Could you proceed with the article on Malaysian steel demand and the East Coast Rail Link, writing on from its last sentence?

# [Text under study]
►

Malaysia will see higher demand for steel for civil works as the construction sector is expected to grow by 3.7% in 2020, up from the estimated 1.7% for 2019, the Ministry of Finance said, citing “acceleration and revival of mega projects as well as building of affordable homes.”
Among the revived mega infrastructure projects is the 640 km-long East Coast Rail Link project, which resumed work on July 25 after a year-long suspension. The bulk of domestic demand for Malaysian steelmakers will likely come from construction of the 20 stations planned for the rail project as there is no rail maker in Malaysia.
As of October, the ECRL project is on track for completion by the end of 2026, Darwis Abdul Razak, chief executive officer of Malaysia Rail Link, said.
“Current work covers 17 locations and will be expanded to 27 locations before the year-end,” he said.
Over Q4, tender packages are expected to be issued for civil works (excluding tunnel works) involving a 223-km length from Dungun to Mentakab.
“…works for Section B (Dungun to Mentakab) is targeted to peak by the third quarter of next year once the land acquisition process is completed. By then, ongoing works along the 223 km-stretch, which includes tunneling works at 23 locations and 39 km of viaducts at 65 locations, will progress smoothly,” Razak said.

◄

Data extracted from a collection
►

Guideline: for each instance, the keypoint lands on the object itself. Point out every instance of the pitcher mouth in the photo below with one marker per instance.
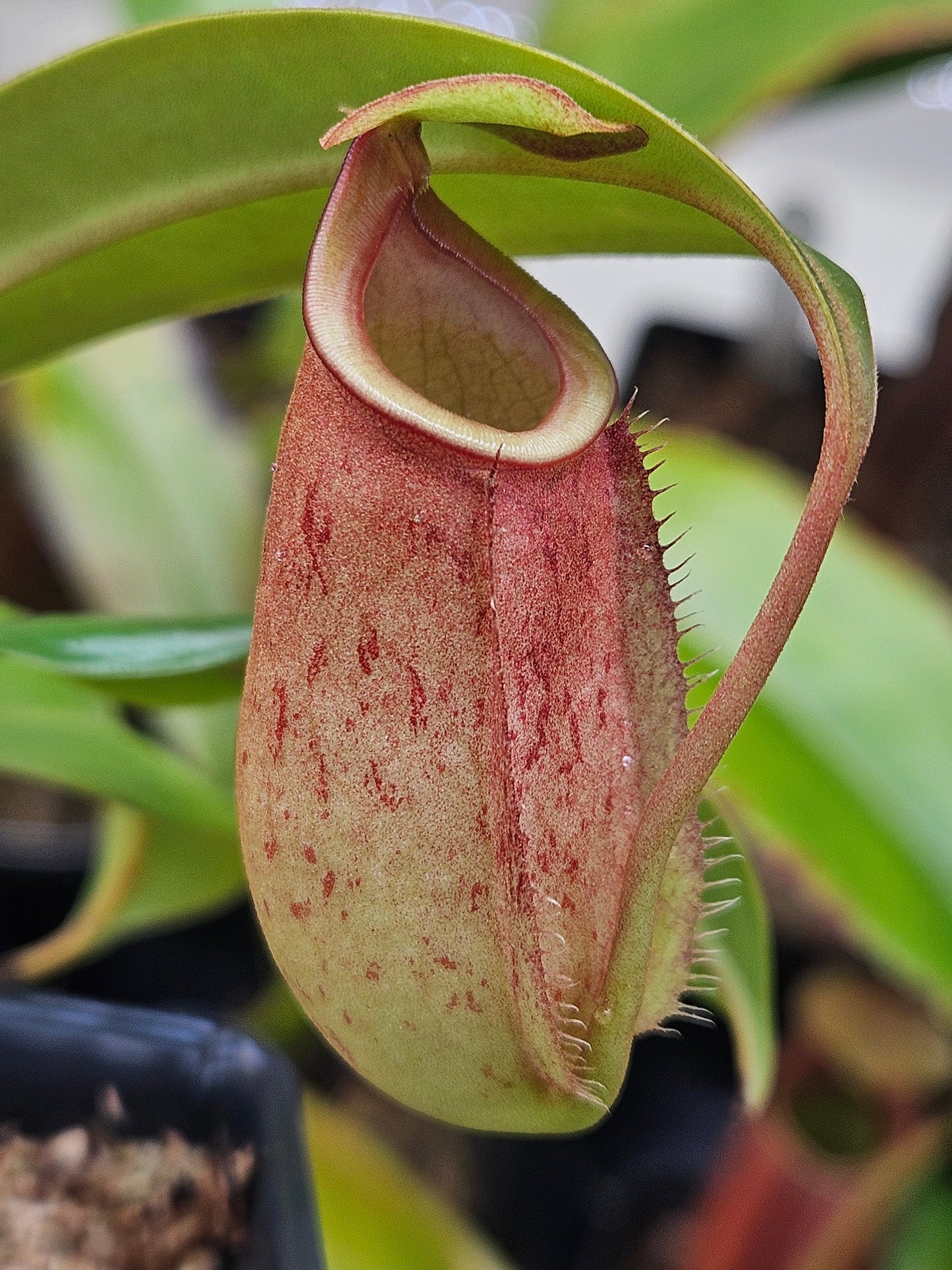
(435, 330)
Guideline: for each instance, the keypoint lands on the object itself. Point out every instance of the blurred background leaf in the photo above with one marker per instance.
(735, 935)
(710, 63)
(923, 1238)
(843, 767)
(375, 1213)
(135, 660)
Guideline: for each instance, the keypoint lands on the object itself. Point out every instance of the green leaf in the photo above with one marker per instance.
(375, 1213)
(742, 960)
(710, 63)
(923, 1240)
(187, 874)
(142, 661)
(842, 768)
(119, 860)
(148, 875)
(148, 493)
(152, 500)
(63, 733)
(205, 188)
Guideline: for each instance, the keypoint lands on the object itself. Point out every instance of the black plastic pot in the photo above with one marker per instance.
(57, 1056)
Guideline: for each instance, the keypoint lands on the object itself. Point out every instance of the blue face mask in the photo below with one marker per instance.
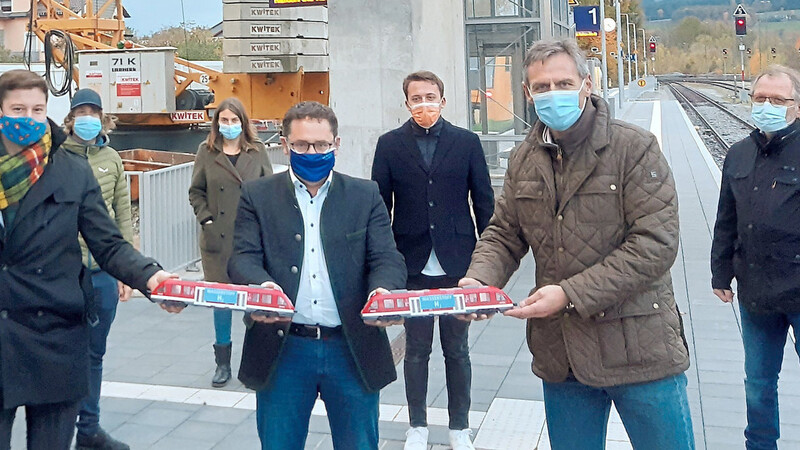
(559, 110)
(87, 127)
(769, 118)
(312, 167)
(22, 131)
(230, 132)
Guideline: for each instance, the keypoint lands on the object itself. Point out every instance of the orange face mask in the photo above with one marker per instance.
(426, 114)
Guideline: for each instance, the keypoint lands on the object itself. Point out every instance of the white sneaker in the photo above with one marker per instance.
(416, 439)
(460, 439)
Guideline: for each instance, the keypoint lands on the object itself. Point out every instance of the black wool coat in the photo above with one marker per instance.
(430, 206)
(756, 236)
(44, 336)
(268, 245)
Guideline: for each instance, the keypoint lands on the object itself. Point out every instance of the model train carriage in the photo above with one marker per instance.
(226, 296)
(434, 302)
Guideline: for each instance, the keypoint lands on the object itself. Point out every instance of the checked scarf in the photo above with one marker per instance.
(19, 172)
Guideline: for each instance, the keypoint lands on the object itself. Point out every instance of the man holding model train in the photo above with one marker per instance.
(325, 239)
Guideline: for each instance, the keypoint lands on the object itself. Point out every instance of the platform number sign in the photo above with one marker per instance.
(587, 20)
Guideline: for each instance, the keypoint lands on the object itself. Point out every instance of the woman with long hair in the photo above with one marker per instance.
(231, 155)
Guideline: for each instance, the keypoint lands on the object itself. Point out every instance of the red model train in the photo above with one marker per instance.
(229, 296)
(435, 302)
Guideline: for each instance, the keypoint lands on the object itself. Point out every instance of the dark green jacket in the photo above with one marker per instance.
(110, 174)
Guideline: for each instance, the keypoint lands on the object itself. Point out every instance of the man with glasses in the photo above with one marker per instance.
(325, 239)
(594, 200)
(757, 241)
(427, 171)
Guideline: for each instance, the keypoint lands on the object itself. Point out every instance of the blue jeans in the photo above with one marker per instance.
(106, 297)
(307, 367)
(454, 335)
(655, 414)
(764, 337)
(222, 326)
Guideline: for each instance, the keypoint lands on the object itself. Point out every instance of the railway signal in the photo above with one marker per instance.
(741, 26)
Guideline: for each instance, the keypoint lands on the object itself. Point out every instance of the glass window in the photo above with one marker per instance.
(506, 8)
(479, 8)
(496, 54)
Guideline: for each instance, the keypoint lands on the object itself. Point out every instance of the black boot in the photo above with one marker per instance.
(99, 440)
(222, 354)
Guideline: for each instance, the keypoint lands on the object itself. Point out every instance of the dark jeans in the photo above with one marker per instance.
(453, 334)
(50, 426)
(106, 297)
(764, 337)
(222, 326)
(307, 368)
(655, 414)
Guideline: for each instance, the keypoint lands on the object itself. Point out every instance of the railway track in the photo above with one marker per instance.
(716, 120)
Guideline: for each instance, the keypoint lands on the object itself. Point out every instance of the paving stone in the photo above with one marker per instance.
(162, 416)
(206, 431)
(182, 443)
(139, 435)
(228, 416)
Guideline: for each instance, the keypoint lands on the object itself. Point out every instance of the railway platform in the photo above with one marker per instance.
(158, 368)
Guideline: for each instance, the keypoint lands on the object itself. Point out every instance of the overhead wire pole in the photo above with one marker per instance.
(644, 51)
(620, 76)
(628, 52)
(635, 46)
(603, 48)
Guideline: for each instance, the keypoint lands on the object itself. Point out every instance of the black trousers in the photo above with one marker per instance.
(453, 334)
(50, 426)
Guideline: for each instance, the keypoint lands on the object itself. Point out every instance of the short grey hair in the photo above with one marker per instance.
(546, 48)
(776, 70)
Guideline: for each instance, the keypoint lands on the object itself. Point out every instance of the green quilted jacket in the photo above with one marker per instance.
(107, 168)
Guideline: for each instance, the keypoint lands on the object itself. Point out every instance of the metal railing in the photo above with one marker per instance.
(168, 230)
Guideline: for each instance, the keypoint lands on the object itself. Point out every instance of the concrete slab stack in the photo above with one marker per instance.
(259, 38)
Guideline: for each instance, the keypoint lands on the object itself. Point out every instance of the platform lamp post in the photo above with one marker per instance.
(628, 44)
(635, 46)
(620, 76)
(644, 51)
(604, 59)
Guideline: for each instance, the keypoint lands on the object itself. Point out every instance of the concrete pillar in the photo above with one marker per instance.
(373, 45)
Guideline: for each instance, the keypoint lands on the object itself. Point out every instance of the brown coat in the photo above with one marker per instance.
(214, 194)
(605, 228)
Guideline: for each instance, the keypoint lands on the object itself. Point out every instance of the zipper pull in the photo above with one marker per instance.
(560, 158)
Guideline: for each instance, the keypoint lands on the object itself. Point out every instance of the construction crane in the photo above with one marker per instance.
(196, 89)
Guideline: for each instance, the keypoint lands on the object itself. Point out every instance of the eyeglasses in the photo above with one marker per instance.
(302, 146)
(775, 101)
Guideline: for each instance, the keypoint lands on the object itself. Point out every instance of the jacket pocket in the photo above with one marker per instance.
(210, 238)
(357, 244)
(464, 225)
(634, 334)
(532, 202)
(598, 201)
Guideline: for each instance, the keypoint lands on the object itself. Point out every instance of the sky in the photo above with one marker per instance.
(148, 16)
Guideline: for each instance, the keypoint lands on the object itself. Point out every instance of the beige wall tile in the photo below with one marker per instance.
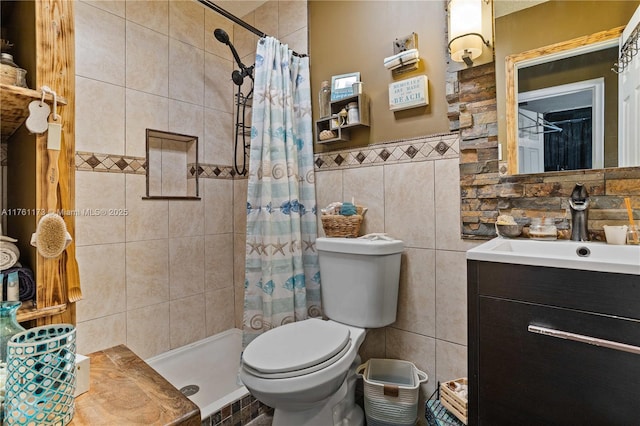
(328, 190)
(218, 205)
(112, 6)
(244, 40)
(418, 349)
(100, 199)
(99, 117)
(451, 296)
(239, 259)
(147, 50)
(452, 361)
(447, 207)
(188, 320)
(187, 119)
(186, 267)
(213, 20)
(219, 139)
(240, 205)
(218, 86)
(147, 330)
(144, 111)
(101, 333)
(153, 14)
(292, 16)
(102, 268)
(186, 22)
(186, 72)
(147, 273)
(374, 345)
(409, 203)
(366, 186)
(186, 218)
(100, 44)
(417, 295)
(218, 258)
(220, 314)
(147, 219)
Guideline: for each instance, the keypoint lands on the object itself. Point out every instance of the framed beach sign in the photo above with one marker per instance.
(342, 85)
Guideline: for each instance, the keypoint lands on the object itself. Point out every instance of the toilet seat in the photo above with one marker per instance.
(296, 349)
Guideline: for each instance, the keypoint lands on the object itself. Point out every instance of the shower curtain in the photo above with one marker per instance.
(282, 278)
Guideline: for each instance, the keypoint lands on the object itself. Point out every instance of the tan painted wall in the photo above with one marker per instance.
(357, 36)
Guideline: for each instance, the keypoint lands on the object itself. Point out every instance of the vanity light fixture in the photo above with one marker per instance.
(467, 29)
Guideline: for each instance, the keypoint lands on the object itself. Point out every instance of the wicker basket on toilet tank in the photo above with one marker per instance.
(337, 225)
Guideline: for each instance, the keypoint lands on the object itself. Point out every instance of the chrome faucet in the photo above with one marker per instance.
(579, 204)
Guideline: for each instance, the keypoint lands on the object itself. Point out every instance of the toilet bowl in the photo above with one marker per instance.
(323, 352)
(306, 370)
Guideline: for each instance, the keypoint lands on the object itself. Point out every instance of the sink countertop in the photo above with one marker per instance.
(126, 390)
(584, 255)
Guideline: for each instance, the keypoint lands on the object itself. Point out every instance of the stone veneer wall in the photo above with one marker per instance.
(486, 191)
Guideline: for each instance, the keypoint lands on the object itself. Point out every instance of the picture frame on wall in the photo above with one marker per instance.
(342, 85)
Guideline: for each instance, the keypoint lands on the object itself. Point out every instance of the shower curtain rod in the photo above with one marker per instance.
(240, 22)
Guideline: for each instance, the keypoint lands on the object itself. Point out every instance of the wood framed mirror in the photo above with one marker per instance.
(523, 159)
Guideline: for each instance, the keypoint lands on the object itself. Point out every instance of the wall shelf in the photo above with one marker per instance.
(15, 106)
(28, 311)
(343, 133)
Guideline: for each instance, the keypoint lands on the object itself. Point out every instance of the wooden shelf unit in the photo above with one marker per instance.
(46, 46)
(343, 133)
(15, 107)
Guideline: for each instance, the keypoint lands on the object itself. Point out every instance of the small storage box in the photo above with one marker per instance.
(391, 390)
(452, 401)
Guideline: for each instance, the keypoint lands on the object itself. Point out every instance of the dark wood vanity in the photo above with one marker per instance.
(519, 376)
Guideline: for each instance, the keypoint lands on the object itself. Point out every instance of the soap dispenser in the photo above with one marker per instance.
(579, 204)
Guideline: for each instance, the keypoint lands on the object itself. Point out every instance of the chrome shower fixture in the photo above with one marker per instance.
(237, 75)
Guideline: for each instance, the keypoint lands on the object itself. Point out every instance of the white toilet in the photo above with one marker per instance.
(306, 370)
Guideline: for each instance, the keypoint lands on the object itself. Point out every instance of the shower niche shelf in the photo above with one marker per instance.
(343, 133)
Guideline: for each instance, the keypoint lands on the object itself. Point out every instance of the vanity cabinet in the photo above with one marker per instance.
(343, 132)
(43, 37)
(519, 374)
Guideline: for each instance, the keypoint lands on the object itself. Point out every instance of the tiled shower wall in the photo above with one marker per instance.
(158, 274)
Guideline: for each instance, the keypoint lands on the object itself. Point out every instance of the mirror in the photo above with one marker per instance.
(560, 100)
(172, 165)
(568, 47)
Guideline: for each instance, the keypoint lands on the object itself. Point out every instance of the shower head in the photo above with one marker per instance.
(221, 35)
(237, 76)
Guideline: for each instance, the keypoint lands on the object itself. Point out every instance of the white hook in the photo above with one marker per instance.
(47, 89)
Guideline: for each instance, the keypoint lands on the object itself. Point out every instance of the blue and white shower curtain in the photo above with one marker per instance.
(282, 278)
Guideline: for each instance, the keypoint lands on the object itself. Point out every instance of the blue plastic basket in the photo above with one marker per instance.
(41, 376)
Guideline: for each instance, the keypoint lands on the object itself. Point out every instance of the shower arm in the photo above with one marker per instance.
(239, 21)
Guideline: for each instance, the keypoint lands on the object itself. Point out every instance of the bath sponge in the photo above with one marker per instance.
(51, 236)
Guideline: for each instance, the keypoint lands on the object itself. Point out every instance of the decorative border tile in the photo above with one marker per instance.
(96, 162)
(3, 154)
(422, 148)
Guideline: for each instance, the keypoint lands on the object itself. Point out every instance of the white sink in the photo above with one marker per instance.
(591, 256)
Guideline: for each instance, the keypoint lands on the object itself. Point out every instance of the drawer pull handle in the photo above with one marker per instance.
(584, 339)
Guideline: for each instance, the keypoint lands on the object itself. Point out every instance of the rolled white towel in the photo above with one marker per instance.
(9, 255)
(403, 58)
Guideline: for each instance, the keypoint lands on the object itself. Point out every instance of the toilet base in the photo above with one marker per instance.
(339, 409)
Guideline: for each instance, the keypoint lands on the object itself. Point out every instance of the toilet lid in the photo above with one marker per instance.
(296, 346)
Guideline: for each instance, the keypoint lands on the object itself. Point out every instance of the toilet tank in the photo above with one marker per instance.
(359, 280)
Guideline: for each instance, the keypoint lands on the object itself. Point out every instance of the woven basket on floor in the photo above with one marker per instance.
(336, 225)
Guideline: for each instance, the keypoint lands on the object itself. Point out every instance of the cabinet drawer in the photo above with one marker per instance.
(599, 292)
(532, 379)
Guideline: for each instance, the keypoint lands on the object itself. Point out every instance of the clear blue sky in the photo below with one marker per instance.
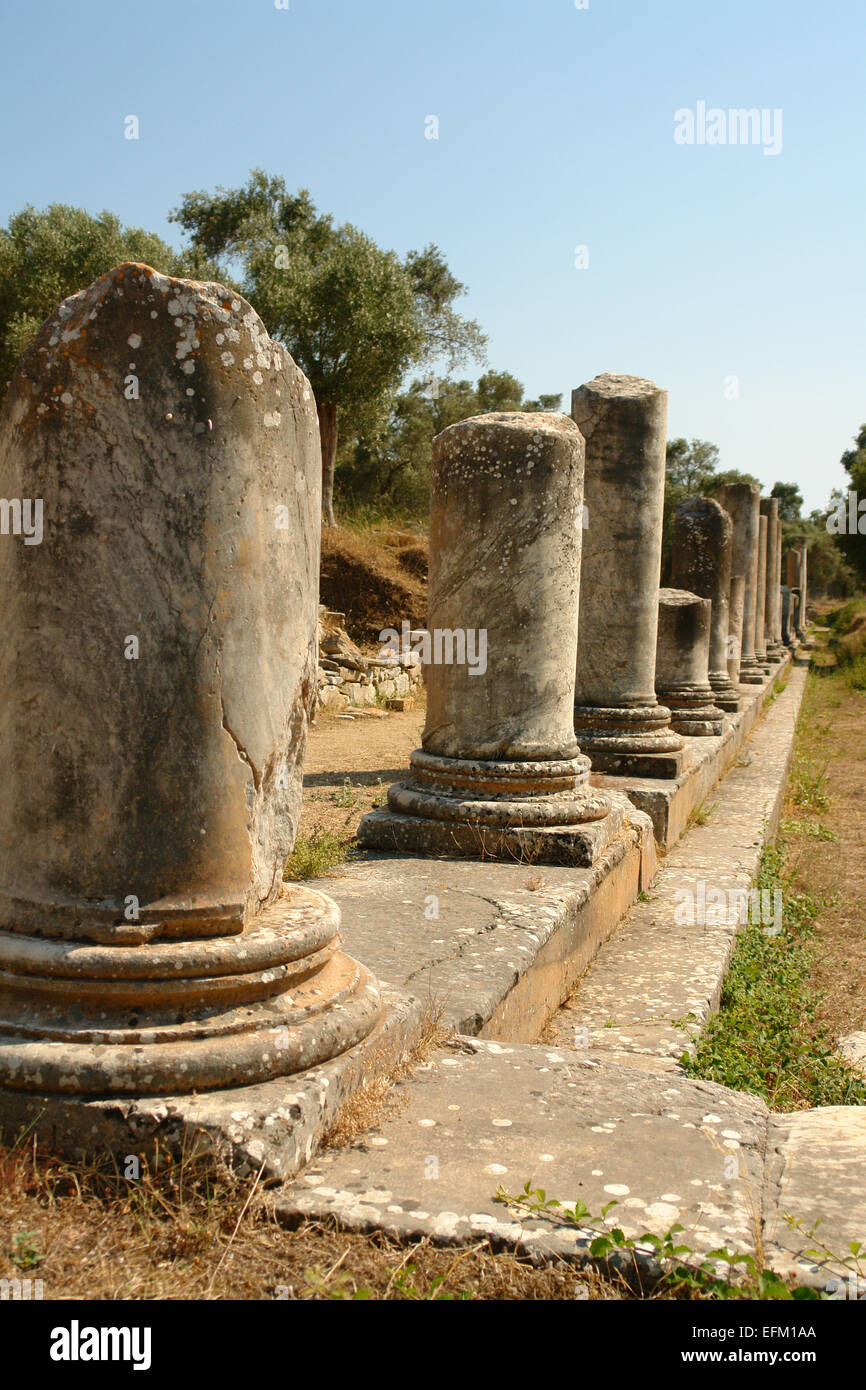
(556, 129)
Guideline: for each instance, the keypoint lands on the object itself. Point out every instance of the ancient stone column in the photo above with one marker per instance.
(742, 502)
(702, 565)
(499, 770)
(159, 667)
(769, 508)
(779, 583)
(683, 663)
(617, 717)
(734, 642)
(761, 642)
(787, 631)
(804, 591)
(797, 570)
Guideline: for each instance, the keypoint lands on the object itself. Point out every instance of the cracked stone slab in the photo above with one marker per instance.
(816, 1161)
(480, 937)
(484, 1115)
(658, 979)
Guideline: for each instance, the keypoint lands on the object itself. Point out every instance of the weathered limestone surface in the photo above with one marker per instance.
(804, 591)
(702, 565)
(499, 767)
(656, 982)
(681, 663)
(734, 647)
(779, 581)
(769, 508)
(616, 713)
(761, 642)
(159, 667)
(742, 502)
(787, 616)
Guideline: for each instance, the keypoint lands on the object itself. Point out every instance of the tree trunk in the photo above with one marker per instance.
(327, 431)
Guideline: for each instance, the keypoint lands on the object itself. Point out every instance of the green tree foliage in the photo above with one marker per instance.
(852, 544)
(45, 256)
(355, 317)
(391, 470)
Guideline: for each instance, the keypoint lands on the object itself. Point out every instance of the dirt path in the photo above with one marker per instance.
(350, 765)
(826, 830)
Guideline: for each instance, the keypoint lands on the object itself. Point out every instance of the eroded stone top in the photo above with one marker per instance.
(680, 598)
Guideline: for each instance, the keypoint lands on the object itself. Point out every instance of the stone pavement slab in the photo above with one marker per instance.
(488, 1114)
(658, 979)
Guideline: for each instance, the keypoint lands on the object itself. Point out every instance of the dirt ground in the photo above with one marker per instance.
(350, 763)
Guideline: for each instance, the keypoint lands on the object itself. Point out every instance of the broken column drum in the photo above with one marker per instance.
(779, 584)
(683, 663)
(734, 641)
(499, 763)
(769, 508)
(702, 565)
(617, 717)
(742, 502)
(153, 704)
(787, 613)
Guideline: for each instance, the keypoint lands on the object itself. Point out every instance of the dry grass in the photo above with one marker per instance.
(371, 1104)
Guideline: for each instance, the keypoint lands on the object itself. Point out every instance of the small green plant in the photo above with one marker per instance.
(25, 1253)
(683, 1272)
(317, 854)
(813, 830)
(346, 798)
(380, 797)
(809, 787)
(766, 1037)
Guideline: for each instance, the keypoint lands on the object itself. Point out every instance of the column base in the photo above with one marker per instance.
(623, 740)
(724, 692)
(184, 1015)
(692, 712)
(577, 847)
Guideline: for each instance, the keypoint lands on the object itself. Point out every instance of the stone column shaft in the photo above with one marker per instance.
(742, 502)
(683, 663)
(702, 552)
(736, 605)
(769, 508)
(617, 717)
(761, 603)
(499, 770)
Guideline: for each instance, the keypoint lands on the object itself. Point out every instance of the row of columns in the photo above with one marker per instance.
(160, 666)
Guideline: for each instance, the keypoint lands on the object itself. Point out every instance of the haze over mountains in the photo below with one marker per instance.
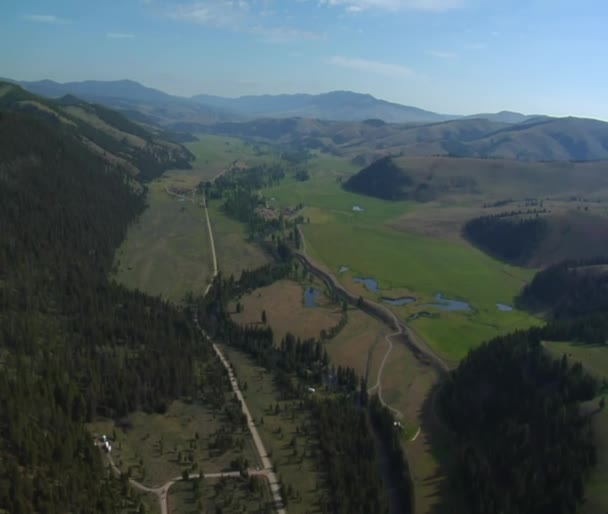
(334, 105)
(349, 124)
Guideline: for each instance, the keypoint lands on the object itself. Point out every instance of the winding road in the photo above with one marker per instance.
(267, 469)
(420, 349)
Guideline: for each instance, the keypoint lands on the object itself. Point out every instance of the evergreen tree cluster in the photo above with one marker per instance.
(390, 435)
(508, 237)
(523, 444)
(569, 289)
(72, 344)
(348, 459)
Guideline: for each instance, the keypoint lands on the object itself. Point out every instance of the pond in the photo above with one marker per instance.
(445, 304)
(404, 300)
(310, 297)
(369, 283)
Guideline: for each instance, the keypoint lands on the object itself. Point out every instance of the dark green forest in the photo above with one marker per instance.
(523, 445)
(511, 237)
(72, 344)
(382, 179)
(346, 456)
(568, 289)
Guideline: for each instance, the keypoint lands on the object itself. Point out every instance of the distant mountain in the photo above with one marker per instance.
(162, 108)
(535, 139)
(382, 179)
(503, 117)
(123, 144)
(133, 100)
(354, 125)
(336, 105)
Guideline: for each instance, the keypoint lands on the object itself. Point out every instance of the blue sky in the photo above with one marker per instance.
(450, 56)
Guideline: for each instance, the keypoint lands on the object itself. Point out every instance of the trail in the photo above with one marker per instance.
(420, 349)
(267, 468)
(162, 491)
(378, 384)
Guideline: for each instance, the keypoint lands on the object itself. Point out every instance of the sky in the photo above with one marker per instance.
(448, 56)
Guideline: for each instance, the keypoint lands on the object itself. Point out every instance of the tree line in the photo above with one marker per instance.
(511, 240)
(523, 445)
(75, 345)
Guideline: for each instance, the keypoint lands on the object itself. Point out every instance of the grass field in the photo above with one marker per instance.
(167, 251)
(228, 495)
(283, 302)
(234, 252)
(295, 465)
(214, 153)
(595, 360)
(404, 262)
(156, 448)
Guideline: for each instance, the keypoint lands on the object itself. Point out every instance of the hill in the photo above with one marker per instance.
(121, 143)
(133, 99)
(165, 108)
(537, 238)
(382, 179)
(335, 105)
(73, 344)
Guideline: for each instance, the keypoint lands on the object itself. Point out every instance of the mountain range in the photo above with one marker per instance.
(164, 108)
(354, 125)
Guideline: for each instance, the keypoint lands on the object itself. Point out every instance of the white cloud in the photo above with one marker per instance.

◄

# [Written response]
In addition to ECRL, other projects such as the Light Rail Transit 3, Mass Rail Transit 2, Electrified Double Track Gemas-Johor Bahru, Klang Valley Double Track Phase 2, Central Spine Road, Pan Borneo Highway and Coastal Highway in Sarawak are expected to boost Malaysia’s civil engineering segment, the ministry said.
Malaysia plans to allocate MR1.1 billion in 2020 for various infrastructure projects and MR1.6 billion to build new hospitals.
“The government would provide support for the construction of primary infrastructure, while the private sector will invest in critical business assets…,” Lim Guan Eng, minister of finance, said.
Bank Negara Malaysia’s enhancement of its Fund for Affordable Homes “will enable first-time house buyers to enjoy a lower monthly commitment of up to 20%, which in turn will support the (residential) subsector,” the ministry said. Since September 1, the limit on household gross income to be eligible for the fund was nearly doubled to MR4,360 from MR2,300.
Amid the expected growth in the construction sector, Malaysia took steps to stem imports of surplus steel into the country, especially rebar.
Malaysia has slapped provisional antidumping duties on rebar from Singapore and Turkey. The duties of zero to 20.09%, are effective for 120 days from September 23, pending a final determination expected before January 21, 2020.
Long steel products totaled 5.35 million mt and comprised 57% of the country’s total steel consumption in 2017, data from the Malaysian Iron and Steel Industry Federation showed.